> **Text excerpt**

Forgiveness for what? A moral individual takes full responsibility for his every thought, choice, and action, gladly bearing the consequences of his wrong choices and fully enjoying the rewards of his right choices. If and when a moral individual does wrong, he accepts the penalty for that wrong, learns from that experience and moves on.

You apparently do not know anyone who is not suffering from that form of neurosis promoted by religion, and pandered to by psychology, called chronic guilt, a psychological malady caused by a very wrong view of moral principles. To a mentally healthy individual the past may contain some memories of things that were not pleasant, but they are past, and it is all one experienced in that past, both the good and bad, that is the basis of all they have learned and become. There is not a thing in my past that I regret or would change because it would change what I am now, and I could not possibly wish for that to be other than what it is.

> **Data extracts**
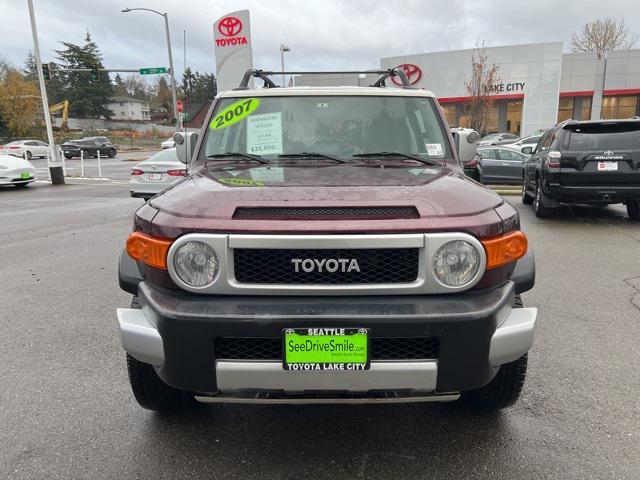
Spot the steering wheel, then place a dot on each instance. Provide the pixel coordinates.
(330, 145)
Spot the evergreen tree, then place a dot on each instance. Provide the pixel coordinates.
(119, 88)
(88, 97)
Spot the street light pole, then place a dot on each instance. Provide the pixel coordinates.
(56, 173)
(283, 48)
(172, 71)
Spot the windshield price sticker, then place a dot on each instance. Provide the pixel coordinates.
(234, 113)
(264, 134)
(434, 149)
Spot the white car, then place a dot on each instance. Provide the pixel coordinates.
(28, 148)
(16, 171)
(156, 173)
(168, 143)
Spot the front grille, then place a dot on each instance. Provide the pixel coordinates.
(324, 213)
(411, 348)
(271, 266)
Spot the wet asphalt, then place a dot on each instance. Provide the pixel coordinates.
(67, 411)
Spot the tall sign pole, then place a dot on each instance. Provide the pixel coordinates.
(56, 173)
(173, 76)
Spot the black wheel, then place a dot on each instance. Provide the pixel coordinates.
(505, 388)
(526, 198)
(539, 208)
(149, 391)
(633, 209)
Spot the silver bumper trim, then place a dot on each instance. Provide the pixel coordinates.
(269, 375)
(513, 337)
(323, 400)
(139, 337)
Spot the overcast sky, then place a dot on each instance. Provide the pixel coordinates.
(322, 34)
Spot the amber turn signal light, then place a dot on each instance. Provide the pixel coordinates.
(505, 249)
(149, 250)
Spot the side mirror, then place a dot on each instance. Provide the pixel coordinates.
(466, 142)
(185, 145)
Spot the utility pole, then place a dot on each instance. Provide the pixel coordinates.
(56, 173)
(172, 71)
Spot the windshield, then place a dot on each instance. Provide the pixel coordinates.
(340, 126)
(619, 136)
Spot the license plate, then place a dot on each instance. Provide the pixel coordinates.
(325, 349)
(607, 166)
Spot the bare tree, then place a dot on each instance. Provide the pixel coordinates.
(602, 35)
(484, 77)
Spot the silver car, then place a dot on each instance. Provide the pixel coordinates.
(501, 165)
(156, 174)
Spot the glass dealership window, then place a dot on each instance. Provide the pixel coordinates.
(565, 108)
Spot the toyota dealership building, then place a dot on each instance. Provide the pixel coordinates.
(538, 86)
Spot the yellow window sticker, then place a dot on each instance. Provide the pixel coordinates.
(234, 113)
(241, 182)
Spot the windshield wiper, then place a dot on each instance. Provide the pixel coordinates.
(398, 154)
(313, 155)
(246, 156)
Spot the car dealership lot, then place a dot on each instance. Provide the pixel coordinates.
(67, 410)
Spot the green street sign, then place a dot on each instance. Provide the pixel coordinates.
(153, 70)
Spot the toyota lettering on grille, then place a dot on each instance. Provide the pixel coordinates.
(331, 265)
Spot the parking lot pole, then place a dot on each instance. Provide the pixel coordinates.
(56, 172)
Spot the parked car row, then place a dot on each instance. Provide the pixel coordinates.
(155, 174)
(26, 148)
(16, 171)
(88, 147)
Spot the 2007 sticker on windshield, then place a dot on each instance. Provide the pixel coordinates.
(234, 113)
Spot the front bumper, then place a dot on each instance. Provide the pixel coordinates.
(176, 332)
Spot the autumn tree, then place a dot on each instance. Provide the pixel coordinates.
(603, 35)
(19, 103)
(479, 88)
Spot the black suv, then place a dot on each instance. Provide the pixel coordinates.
(90, 146)
(592, 162)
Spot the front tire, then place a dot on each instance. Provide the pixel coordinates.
(539, 208)
(526, 198)
(633, 209)
(148, 389)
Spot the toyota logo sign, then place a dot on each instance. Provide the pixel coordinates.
(413, 72)
(230, 26)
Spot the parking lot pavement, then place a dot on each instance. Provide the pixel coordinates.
(115, 169)
(67, 411)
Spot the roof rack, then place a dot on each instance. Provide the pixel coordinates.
(380, 82)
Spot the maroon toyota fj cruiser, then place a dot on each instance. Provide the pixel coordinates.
(326, 247)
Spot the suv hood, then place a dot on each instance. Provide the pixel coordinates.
(444, 199)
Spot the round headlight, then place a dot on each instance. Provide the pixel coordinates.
(456, 263)
(195, 263)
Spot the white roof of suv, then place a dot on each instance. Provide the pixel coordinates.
(310, 91)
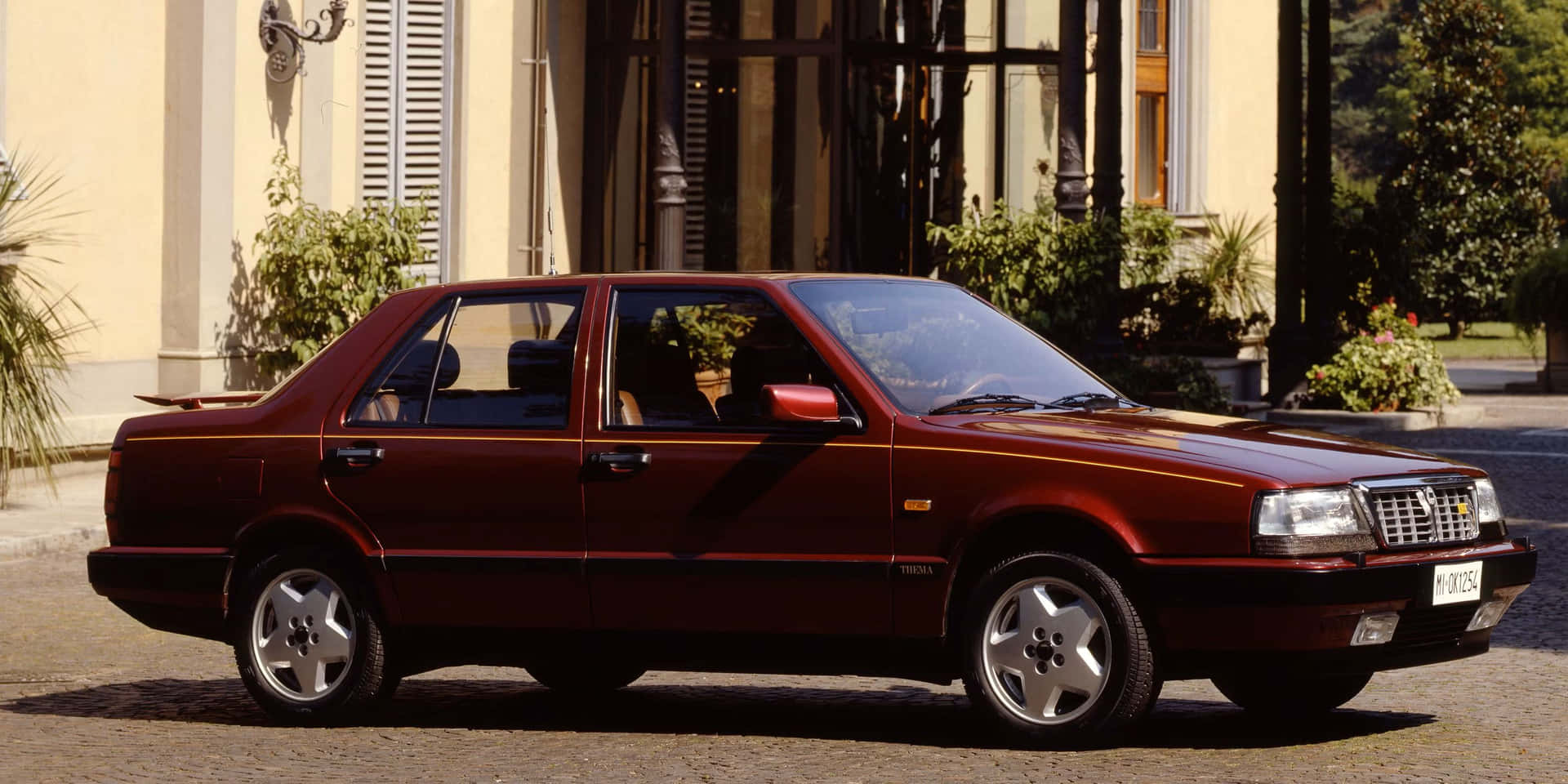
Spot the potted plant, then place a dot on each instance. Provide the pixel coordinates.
(1387, 368)
(1540, 298)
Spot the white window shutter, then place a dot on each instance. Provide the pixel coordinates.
(405, 109)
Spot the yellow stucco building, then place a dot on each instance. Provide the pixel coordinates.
(816, 134)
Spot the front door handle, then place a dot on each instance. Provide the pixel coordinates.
(621, 461)
(358, 457)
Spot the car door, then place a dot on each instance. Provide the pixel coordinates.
(463, 452)
(706, 516)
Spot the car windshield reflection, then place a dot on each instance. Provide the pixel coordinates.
(930, 345)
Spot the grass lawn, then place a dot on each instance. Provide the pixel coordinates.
(1486, 341)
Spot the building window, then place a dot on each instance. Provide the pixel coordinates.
(821, 134)
(1152, 74)
(405, 100)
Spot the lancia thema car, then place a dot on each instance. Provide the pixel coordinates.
(591, 477)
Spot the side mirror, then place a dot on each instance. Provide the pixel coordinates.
(800, 403)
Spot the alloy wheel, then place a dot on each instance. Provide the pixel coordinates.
(303, 635)
(1046, 651)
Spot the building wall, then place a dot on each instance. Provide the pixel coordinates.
(1242, 115)
(162, 124)
(87, 102)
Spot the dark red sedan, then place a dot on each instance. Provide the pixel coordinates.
(598, 475)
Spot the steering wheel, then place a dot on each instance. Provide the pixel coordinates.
(998, 383)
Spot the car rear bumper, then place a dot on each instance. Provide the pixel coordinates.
(173, 588)
(1266, 613)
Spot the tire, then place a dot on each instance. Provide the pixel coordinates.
(584, 676)
(306, 639)
(1022, 670)
(1291, 695)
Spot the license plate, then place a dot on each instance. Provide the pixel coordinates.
(1455, 582)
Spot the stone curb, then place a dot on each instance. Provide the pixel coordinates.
(76, 540)
(1351, 422)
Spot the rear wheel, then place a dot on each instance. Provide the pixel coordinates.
(1291, 695)
(306, 640)
(1056, 651)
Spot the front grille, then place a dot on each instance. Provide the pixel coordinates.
(1426, 514)
(1432, 626)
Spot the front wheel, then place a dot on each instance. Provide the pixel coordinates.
(1291, 695)
(1056, 653)
(306, 642)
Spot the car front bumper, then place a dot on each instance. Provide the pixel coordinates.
(172, 588)
(1218, 615)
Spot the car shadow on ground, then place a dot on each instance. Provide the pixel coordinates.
(903, 714)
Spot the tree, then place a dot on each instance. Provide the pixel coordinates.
(37, 323)
(1468, 192)
(1535, 60)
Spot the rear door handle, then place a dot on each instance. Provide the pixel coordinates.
(358, 457)
(621, 461)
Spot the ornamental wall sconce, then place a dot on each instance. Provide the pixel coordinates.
(281, 38)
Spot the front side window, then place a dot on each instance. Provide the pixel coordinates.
(930, 344)
(491, 361)
(700, 358)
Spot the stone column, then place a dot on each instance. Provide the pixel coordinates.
(668, 168)
(1321, 269)
(1107, 163)
(1286, 345)
(1071, 189)
(198, 195)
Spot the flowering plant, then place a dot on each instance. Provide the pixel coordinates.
(1387, 368)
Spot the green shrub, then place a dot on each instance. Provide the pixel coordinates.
(1172, 381)
(322, 270)
(1540, 292)
(1046, 272)
(1388, 369)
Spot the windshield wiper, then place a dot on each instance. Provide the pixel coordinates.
(1092, 400)
(990, 400)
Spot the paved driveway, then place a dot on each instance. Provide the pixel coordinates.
(87, 695)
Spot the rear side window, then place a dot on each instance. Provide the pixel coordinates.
(490, 361)
(700, 359)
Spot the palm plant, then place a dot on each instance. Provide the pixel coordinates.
(37, 323)
(1233, 267)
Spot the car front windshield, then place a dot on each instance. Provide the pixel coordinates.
(932, 344)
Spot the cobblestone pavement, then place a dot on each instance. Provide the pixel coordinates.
(90, 695)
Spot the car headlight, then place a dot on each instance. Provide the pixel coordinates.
(1489, 511)
(1313, 521)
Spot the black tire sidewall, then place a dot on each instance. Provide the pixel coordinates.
(1114, 604)
(368, 637)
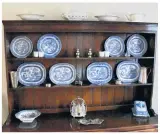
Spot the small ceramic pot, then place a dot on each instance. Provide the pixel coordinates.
(48, 85)
(41, 54)
(101, 54)
(35, 54)
(106, 53)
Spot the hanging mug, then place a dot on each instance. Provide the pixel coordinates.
(143, 75)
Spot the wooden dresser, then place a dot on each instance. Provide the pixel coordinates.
(111, 102)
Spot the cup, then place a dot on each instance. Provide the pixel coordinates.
(106, 53)
(14, 79)
(35, 54)
(41, 54)
(101, 54)
(48, 85)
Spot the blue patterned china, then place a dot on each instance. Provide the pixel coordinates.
(137, 45)
(21, 46)
(115, 46)
(31, 74)
(62, 74)
(99, 73)
(50, 44)
(128, 71)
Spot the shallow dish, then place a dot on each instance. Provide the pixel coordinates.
(31, 74)
(128, 71)
(21, 46)
(27, 116)
(30, 16)
(62, 74)
(50, 44)
(107, 17)
(137, 45)
(99, 73)
(115, 46)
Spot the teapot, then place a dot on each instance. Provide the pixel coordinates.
(143, 75)
(78, 107)
(135, 17)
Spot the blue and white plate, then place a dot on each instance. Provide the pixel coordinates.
(128, 71)
(62, 74)
(99, 73)
(115, 46)
(31, 74)
(21, 46)
(50, 44)
(137, 45)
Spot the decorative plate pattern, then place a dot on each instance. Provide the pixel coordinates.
(21, 46)
(62, 74)
(128, 71)
(99, 73)
(50, 44)
(115, 46)
(31, 74)
(137, 45)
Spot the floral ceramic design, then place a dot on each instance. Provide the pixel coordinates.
(31, 74)
(62, 74)
(50, 44)
(99, 73)
(128, 71)
(137, 45)
(115, 46)
(21, 46)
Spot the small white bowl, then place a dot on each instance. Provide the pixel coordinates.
(30, 16)
(27, 116)
(107, 17)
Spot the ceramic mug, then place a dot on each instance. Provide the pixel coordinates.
(101, 54)
(35, 54)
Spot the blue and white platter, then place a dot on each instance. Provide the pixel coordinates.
(50, 44)
(137, 45)
(128, 71)
(62, 74)
(115, 46)
(21, 46)
(31, 74)
(99, 73)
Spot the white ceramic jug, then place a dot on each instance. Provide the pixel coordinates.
(143, 75)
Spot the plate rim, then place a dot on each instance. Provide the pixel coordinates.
(122, 45)
(145, 44)
(32, 83)
(57, 39)
(130, 80)
(12, 46)
(100, 81)
(62, 64)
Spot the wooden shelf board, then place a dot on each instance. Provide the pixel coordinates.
(85, 86)
(73, 58)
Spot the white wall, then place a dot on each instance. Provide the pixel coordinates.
(53, 11)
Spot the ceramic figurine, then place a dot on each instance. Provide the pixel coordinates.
(77, 53)
(90, 53)
(78, 107)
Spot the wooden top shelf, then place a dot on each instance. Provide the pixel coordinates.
(84, 86)
(114, 121)
(81, 58)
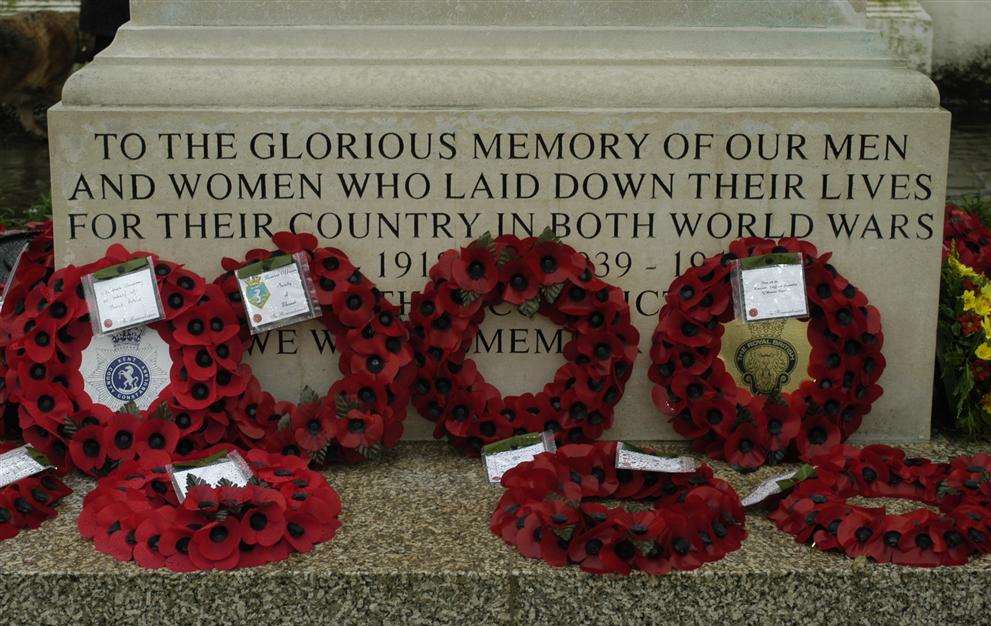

> **Required action 1**
In the passage on moral responsibility, what three things does a moral individual take full responsibility for?
> **Required action 2**
Resume the passage on moral responsibility after its last sentence.
These lines have nothing to do with the passage on moral responsibility.

> **Final answer 1**
Thought, choice, and action.

> **Final answer 2**
Immanuel Can wrote: Fri Oct 11, 2019 4:26 pm Something to keep pondering, RC. There are consequences to a life that knows no forgiveness. He who has not been forgiven has not been forgiven. But he has no incentive to forgive either. So not only his relationship with God is affected, but also his relationship with others. And not only that: his relationship with himself is affected, since because his guilt from the past cannot be dealt with, he has to bury it.

As Christ Himself said, "With your standard of measure, it will be measured unto you." Those who love forgiveness receive it and learn to forgive. But those who know no forgiveness shall also have none.
If you are in the business of forgiving others you must first be in the business of judging them as guilty of something for which you think they need your forgiveness. I do not judge or condemn others, what is there for me to forgive? So long as others are not a direct physical threat to me or mine, I do not care how anyone else chooses to live their life and it is not my place to judge how they live, including anything they might say to or about me. If how they live is immoral, reality will judge them with the consequences of their wrong behavior.

If it were true that I were going to be judged by my own standards, I'm already acquitted, since I judge no one morally guilty. That does not mean they are not immoral, it only means it is not my place, or anyone else's, to make that judgement, and therefore, not their place to forgive any such immorality.

I'm not sure what you'll think of these comments, but I am sure you'll forgive me.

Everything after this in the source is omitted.